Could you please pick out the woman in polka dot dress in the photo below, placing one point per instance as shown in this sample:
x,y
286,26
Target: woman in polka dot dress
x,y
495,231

--

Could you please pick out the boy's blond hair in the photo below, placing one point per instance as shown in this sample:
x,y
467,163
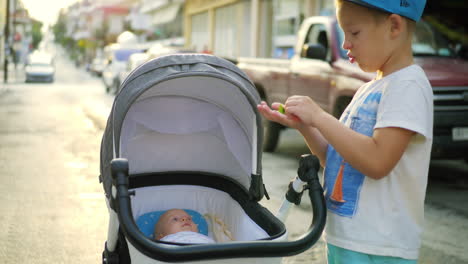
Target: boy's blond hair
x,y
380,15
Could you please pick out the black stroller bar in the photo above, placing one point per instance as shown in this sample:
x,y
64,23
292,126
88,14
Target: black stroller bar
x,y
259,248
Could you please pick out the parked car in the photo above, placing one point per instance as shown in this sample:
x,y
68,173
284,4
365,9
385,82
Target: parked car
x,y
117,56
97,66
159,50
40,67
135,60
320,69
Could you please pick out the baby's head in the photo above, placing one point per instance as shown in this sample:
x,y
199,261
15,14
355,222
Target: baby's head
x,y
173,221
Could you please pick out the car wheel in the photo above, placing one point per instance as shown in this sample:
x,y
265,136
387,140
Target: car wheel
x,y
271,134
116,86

**WRITTEN EXERCISE:**
Which rows above contain the string "wheel"? Copy each of them out in full.

**THE RESULT:**
Could you please pick out the car wheel in the photo above, placing one point per instance as shown in this sample:
Target: car wheel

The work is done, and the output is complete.